- _WHAT IS BEING ASKED_:
Write out the entries below once more, exactly, with the pictures left out.

- _DATA PROVIDED_:
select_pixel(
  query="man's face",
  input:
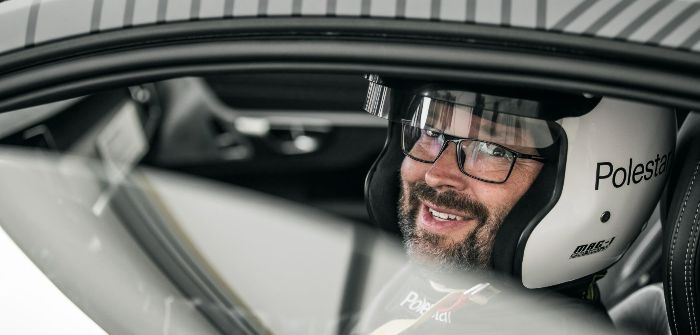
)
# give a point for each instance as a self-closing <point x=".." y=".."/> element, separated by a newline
<point x="476" y="208"/>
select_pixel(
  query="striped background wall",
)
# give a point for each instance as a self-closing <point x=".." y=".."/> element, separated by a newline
<point x="670" y="23"/>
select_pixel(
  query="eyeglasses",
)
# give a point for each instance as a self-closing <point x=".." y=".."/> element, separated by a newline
<point x="481" y="160"/>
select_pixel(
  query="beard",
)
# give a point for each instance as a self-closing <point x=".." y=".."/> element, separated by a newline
<point x="440" y="252"/>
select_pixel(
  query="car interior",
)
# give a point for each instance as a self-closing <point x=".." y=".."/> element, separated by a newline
<point x="302" y="137"/>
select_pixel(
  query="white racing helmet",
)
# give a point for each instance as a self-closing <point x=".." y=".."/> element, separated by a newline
<point x="605" y="161"/>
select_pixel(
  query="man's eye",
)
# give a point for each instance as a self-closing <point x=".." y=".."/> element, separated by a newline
<point x="495" y="151"/>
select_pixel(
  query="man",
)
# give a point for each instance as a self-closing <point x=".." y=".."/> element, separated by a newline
<point x="478" y="176"/>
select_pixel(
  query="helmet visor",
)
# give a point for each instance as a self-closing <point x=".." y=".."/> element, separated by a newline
<point x="466" y="115"/>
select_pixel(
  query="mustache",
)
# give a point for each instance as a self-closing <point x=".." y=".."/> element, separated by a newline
<point x="447" y="199"/>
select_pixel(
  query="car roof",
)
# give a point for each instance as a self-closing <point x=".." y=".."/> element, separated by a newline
<point x="671" y="24"/>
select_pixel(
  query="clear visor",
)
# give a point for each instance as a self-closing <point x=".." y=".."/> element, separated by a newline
<point x="486" y="122"/>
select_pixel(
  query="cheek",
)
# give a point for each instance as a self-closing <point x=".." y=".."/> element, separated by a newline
<point x="412" y="171"/>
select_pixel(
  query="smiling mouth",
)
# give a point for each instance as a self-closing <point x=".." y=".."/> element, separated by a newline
<point x="444" y="216"/>
<point x="441" y="221"/>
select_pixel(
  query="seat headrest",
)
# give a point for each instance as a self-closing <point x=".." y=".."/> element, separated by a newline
<point x="682" y="231"/>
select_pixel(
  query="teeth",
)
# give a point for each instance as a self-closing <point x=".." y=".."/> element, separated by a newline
<point x="443" y="216"/>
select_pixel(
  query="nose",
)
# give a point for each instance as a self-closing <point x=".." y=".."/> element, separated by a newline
<point x="444" y="174"/>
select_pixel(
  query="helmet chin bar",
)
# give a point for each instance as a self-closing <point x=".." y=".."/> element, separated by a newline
<point x="536" y="202"/>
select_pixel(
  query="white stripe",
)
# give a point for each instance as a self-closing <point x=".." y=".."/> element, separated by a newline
<point x="313" y="7"/>
<point x="678" y="36"/>
<point x="211" y="9"/>
<point x="279" y="7"/>
<point x="488" y="11"/>
<point x="145" y="12"/>
<point x="64" y="18"/>
<point x="348" y="7"/>
<point x="112" y="14"/>
<point x="31" y="303"/>
<point x="524" y="13"/>
<point x="585" y="20"/>
<point x="556" y="10"/>
<point x="177" y="10"/>
<point x="383" y="8"/>
<point x="418" y="9"/>
<point x="624" y="18"/>
<point x="13" y="24"/>
<point x="245" y="8"/>
<point x="658" y="21"/>
<point x="453" y="10"/>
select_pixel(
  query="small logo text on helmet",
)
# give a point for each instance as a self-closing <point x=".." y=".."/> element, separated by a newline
<point x="591" y="248"/>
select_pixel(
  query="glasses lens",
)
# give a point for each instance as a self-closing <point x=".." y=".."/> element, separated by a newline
<point x="421" y="144"/>
<point x="487" y="161"/>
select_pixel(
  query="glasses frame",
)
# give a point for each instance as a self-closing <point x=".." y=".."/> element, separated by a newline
<point x="461" y="157"/>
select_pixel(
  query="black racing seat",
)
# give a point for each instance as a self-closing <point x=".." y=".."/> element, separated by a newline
<point x="682" y="232"/>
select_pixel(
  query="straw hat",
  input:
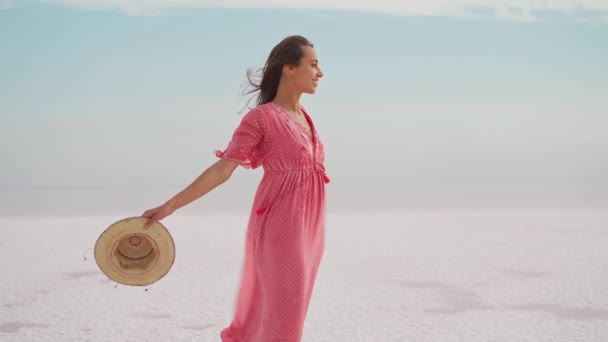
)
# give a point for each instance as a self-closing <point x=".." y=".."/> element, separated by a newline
<point x="131" y="255"/>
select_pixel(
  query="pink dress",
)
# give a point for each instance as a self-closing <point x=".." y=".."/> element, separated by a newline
<point x="286" y="229"/>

- _EXERCISE SOLUTION_:
select_pixel(
  query="man's face",
  input:
)
# give a point for each instance as a self-closing <point x=".." y=".."/> element, separated by a newline
<point x="476" y="208"/>
select_pixel(
  query="striped background wall",
)
# give a point for each instance as a self-closing <point x=".." y=".."/> element, separated by a newline
<point x="670" y="23"/>
select_pixel(
  query="eyeglasses",
)
# give a point for each instance as a self-closing <point x=".." y=".."/> element, separated by a newline
<point x="481" y="160"/>
select_pixel(
  query="beard",
)
# give a point for each instance as a self-closing <point x=".." y=".."/> element, separated by a newline
<point x="440" y="252"/>
select_pixel(
  query="car interior",
)
# give a point for each instance as a self-closing <point x=".." y=".."/> element, separated by a newline
<point x="302" y="137"/>
select_pixel(
  query="white racing helmet",
)
# give a point for each instance as a self-closing <point x=".." y=".."/> element, separated by a newline
<point x="605" y="161"/>
select_pixel(
  query="man's eye",
)
# give a point for each instance as a self-closing <point x=".." y=".."/> element, separated by a newline
<point x="495" y="151"/>
select_pixel(
  query="man",
)
# give a point for each instance as a self-closing <point x=".." y=".."/> element, separated by a newline
<point x="478" y="176"/>
select_pixel(
  query="helmet visor",
)
# give a point for each instance as a self-closing <point x=".." y=".."/> element, separated by a newline
<point x="466" y="115"/>
select_pixel(
  query="mustache",
)
# give a point for each instance as a self-closing <point x=".." y=".."/> element, separated by a newline
<point x="447" y="199"/>
select_pixel(
  query="car roof",
)
# give a point for each instance as a self-closing <point x=".." y=".."/> element, separated by a newline
<point x="671" y="24"/>
select_pixel(
  query="clear visor",
)
# give a point for each instance as a self-closing <point x=".." y=".."/> element, separated by a newline
<point x="486" y="122"/>
select_pixel(
  query="cheek",
)
# give a point for each instance as a self-closing <point x=".." y=".."/> element, separated by a newline
<point x="412" y="171"/>
select_pixel(
  query="smiling mouth",
)
# give a point for each instance as a self-closing <point x=".." y=".."/> element, separated by a newline
<point x="444" y="216"/>
<point x="441" y="221"/>
select_pixel(
  query="seat headrest",
)
# give a point for each instance as a self-closing <point x=".." y=".."/> element, separated by a newline
<point x="682" y="231"/>
select_pixel(
  query="teeth",
)
# give a point for each instance as a self-closing <point x=".." y=".."/> element, separated by a newline
<point x="443" y="216"/>
select_pixel(
  query="nose",
)
# give a point for each instance as a self-closing <point x=".." y=".."/> element, separated by a newline
<point x="444" y="174"/>
select_pixel(
  query="helmet chin bar",
)
# give a point for each instance as a self-closing <point x=".." y=".."/> element, separated by a newline
<point x="536" y="202"/>
select_pixel(
  query="white stripe",
)
# give a point for each instance as a self-closing <point x=".." y=".."/> element, separated by a newline
<point x="313" y="7"/>
<point x="678" y="36"/>
<point x="211" y="9"/>
<point x="279" y="7"/>
<point x="488" y="11"/>
<point x="145" y="12"/>
<point x="64" y="18"/>
<point x="348" y="7"/>
<point x="112" y="14"/>
<point x="31" y="303"/>
<point x="524" y="13"/>
<point x="585" y="20"/>
<point x="556" y="10"/>
<point x="177" y="10"/>
<point x="383" y="8"/>
<point x="418" y="9"/>
<point x="624" y="18"/>
<point x="13" y="24"/>
<point x="245" y="8"/>
<point x="658" y="21"/>
<point x="453" y="10"/>
select_pixel(
  query="small logo text on helmet",
)
# give a point for each instance as a self-closing <point x=".." y=".."/> element, separated by a newline
<point x="591" y="248"/>
select_pixel(
  query="glasses lens",
)
# give a point for each instance as a self-closing <point x=".." y=".."/> element, separated by a newline
<point x="421" y="144"/>
<point x="487" y="161"/>
select_pixel(
  query="glasses frame",
)
# give a point for each instance as a self-closing <point x=".." y=".."/> element, separated by a newline
<point x="461" y="157"/>
select_pixel(
  query="black racing seat",
)
# give a point for each instance as a self-closing <point x=".." y=".."/> element, separated by a newline
<point x="682" y="232"/>
select_pixel(
  query="straw hat",
  input:
)
# give a point for each instance as a self-closing <point x=".." y=".."/> element, separated by a newline
<point x="131" y="255"/>
select_pixel(
  query="pink dress",
)
# give a point for each instance as a self-closing <point x=".." y=".."/> element, separated by a newline
<point x="286" y="229"/>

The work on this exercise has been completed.